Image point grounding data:
= = = = = = =
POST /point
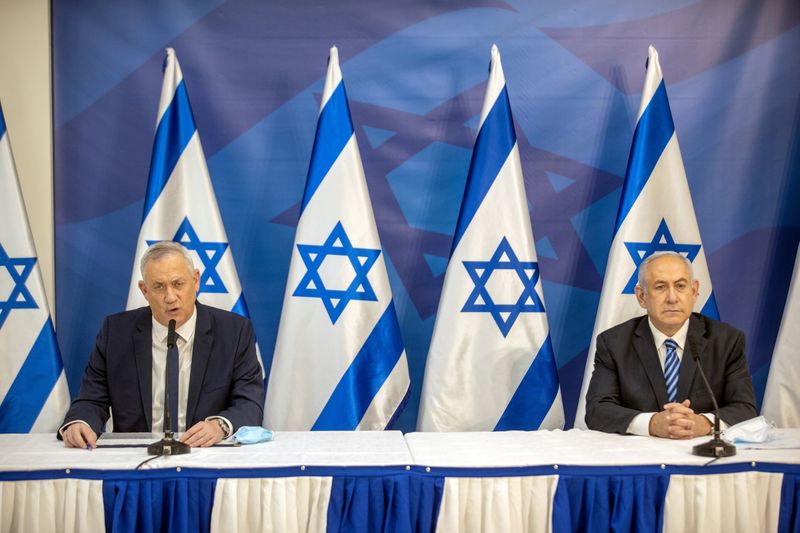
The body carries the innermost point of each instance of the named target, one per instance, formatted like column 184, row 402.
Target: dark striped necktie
column 672, row 366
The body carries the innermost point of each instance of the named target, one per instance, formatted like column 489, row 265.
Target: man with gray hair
column 220, row 387
column 645, row 379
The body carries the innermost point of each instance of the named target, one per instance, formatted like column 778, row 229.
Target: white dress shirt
column 185, row 344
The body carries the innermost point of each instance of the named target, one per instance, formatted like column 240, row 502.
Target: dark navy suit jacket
column 225, row 375
column 628, row 378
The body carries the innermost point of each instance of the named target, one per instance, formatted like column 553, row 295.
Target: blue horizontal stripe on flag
column 365, row 376
column 534, row 395
column 334, row 129
column 32, row 386
column 240, row 307
column 710, row 308
column 653, row 132
column 495, row 140
column 172, row 135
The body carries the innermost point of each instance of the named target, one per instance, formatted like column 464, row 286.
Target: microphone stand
column 168, row 445
column 716, row 447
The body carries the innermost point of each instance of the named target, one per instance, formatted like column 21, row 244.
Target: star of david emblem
column 504, row 314
column 210, row 254
column 312, row 285
column 662, row 242
column 19, row 268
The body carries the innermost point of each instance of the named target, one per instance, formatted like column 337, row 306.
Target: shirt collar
column 679, row 337
column 186, row 331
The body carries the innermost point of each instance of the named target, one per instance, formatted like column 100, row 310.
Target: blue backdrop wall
column 415, row 73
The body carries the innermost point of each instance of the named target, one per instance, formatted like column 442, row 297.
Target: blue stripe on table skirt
column 391, row 503
column 149, row 505
column 789, row 517
column 610, row 503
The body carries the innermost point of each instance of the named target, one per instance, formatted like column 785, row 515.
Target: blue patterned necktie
column 672, row 366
= = = = = = =
**Work to be completed**
Within the records above, the line carrying "Target: shirt collar" starts the range and the last line ends it. Set down that range exactly.

**Completed exercise**
Target: shirt collar
column 679, row 337
column 186, row 331
The body carries the innermost point of each instance of the named target, one per instance, formatted like column 100, row 310.
Target: blue backdrop wall
column 415, row 73
The body carries the innermost point of each instance of the named target, one per instance, formatted like column 442, row 297.
Target: blue stripe on table skirt
column 391, row 503
column 149, row 505
column 789, row 517
column 610, row 503
The body carries the innermost point of each instance of the named target, one per instance, formatted like column 785, row 515.
Target: blue patterned necktie
column 672, row 366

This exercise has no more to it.